▶ **Work to be completed**: Write out all of the records below line for line, changing nothing.

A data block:

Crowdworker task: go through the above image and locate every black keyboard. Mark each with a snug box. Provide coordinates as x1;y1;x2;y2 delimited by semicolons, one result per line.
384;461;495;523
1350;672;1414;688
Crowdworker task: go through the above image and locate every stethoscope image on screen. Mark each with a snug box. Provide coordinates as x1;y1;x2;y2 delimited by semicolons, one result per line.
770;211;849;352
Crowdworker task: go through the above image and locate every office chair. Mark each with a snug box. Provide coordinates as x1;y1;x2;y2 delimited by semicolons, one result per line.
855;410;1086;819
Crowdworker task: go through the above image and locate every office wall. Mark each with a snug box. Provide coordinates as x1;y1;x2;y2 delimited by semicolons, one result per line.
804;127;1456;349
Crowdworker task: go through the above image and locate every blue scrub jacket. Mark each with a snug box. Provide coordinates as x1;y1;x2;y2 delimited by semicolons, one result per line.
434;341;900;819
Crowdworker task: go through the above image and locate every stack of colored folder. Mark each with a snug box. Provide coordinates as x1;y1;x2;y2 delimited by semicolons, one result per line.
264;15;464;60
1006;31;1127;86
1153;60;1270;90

▶ **Solved problem**:
Crowdworker task: go through the above image and locate every black keyboard. Mark each with a snug box. Provide coordinates as x1;y1;x2;y2 delimited by semicolons, one result per line.
384;461;495;523
1350;672;1414;688
Crowdworker task: go through the above image and locate every stethoscope image on screen. Mark each with a snug box. Provide coordinates as x1;y1;x2;y2 delimited by semicolons, one result per line.
770;211;849;352
Crowdworker task: go through the above image and locate every office chair. Mark each with a snug box. Provide coordinates as x1;y1;x2;y2 delimited by semicolons, one result per line.
855;410;1086;819
Crowdworker task: go through the above image and locate every office wall. Mark each with a snug box. Provide coordinates as x1;y1;x2;y2 delimited by semicolons, one result per line.
804;127;1456;349
Crowdworker task: go through the above image and locate every blue scrub jacket. Mark each with a snug box. Provide coordinates as x1;y1;x2;y2 delimited by semicolons, one result per line.
434;341;900;819
Crowdworker task: go through the above image and locate every stack of colored folder. Mark each with a snug box. Provide coordinates as x1;y1;x2;y2 delimited by semicolons, one result per line.
264;15;464;60
1006;31;1127;86
1153;60;1270;90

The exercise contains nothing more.